Zahnärzte wehren sich gegen große Praxisketten

Noch niedergelassen oder schon in einer Praxiskette? Zahnärzte warnen vor einem Systemumbau in der Zahnmedizin durch Großinvestoren
Medizin kann ein sehr rentables Geschäft sein. Besonders in der Zahnmedizin winken große Gewinne. Das haben auch Investoren erkannt. Immer mehr Praxisketten eröffnen in Deutschland, hinter denen oft branchenfremde Kapitalgeber stecken.
Die Bundeszahnärztekammer (BZÄK), ist darüber wenig amused. „Die zahnmedizinische Versorgung in Deutschland darf nicht den Renditegelüsten versorgungsfremder Investoren geopfert werden!“, heißt es in einer gemeinsamen Erklärung von BZÄK, der Kassenzahnärztlichen Bundesvereinigung (KZBV) und der Deutschen Gesellschaft für Zahn-, Mund- und Kieferheilkunde (DGZMK) zum Deutschen Zahnärztetag.

:: VORLIEGENDE AUFLISTUNG ::
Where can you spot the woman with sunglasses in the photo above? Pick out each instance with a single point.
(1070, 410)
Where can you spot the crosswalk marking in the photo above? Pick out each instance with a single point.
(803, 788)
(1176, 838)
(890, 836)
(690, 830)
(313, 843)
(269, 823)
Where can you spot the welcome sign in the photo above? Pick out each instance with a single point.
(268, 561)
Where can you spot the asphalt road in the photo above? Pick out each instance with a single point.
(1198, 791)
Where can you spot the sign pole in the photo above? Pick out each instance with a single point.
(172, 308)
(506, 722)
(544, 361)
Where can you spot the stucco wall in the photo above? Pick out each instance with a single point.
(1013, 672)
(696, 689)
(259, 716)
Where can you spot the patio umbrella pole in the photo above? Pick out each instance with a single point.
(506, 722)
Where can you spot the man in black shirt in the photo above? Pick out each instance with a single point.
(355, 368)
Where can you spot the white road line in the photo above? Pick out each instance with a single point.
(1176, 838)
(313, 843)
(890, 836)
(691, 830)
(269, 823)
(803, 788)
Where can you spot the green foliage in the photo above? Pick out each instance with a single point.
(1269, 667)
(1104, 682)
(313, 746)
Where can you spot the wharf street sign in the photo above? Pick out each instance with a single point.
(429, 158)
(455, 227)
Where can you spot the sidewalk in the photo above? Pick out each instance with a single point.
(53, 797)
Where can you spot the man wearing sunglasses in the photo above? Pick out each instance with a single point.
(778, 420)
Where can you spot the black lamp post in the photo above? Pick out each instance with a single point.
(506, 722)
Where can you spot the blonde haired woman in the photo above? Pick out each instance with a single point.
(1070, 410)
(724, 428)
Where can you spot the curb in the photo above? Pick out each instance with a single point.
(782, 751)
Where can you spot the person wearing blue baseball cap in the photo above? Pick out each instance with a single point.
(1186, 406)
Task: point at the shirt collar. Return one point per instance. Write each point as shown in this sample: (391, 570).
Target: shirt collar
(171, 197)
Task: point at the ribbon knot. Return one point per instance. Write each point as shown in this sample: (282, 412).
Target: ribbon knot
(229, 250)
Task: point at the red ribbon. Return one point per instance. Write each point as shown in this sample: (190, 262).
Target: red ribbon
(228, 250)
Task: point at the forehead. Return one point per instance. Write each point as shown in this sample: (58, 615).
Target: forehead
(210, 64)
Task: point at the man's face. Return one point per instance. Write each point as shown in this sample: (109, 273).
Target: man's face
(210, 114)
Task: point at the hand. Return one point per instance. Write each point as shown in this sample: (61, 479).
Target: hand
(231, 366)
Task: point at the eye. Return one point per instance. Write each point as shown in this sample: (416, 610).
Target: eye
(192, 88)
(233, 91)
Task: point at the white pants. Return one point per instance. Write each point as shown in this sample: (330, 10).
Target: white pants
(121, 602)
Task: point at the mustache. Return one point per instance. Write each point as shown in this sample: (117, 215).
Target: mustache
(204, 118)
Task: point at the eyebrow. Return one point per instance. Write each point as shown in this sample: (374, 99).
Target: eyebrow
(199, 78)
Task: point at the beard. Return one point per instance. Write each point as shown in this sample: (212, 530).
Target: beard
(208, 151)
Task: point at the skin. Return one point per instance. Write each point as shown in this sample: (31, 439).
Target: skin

:: ZIEL DER ÜBUNG ::
Beantworte anhand des Textes über Praxisketten in der Zahnmedizin diese Fragen:
1. In welchem Bereich der Medizin winken laut Text besonders große Gewinne?
2. Wer steckt laut Text oft hinter den neuen Praxisketten?
3. Zu welchem Anlass veröffentlichten BZÄK, KZBV und DGZMK ihre gemeinsame Erklärung?

:: ERGEBNIS DER AUFGABE ::
1. In der Zahnmedizin.
2. Oft branchenfremde Kapitalgeber.
3. Zum Deutschen Zahnärztetag.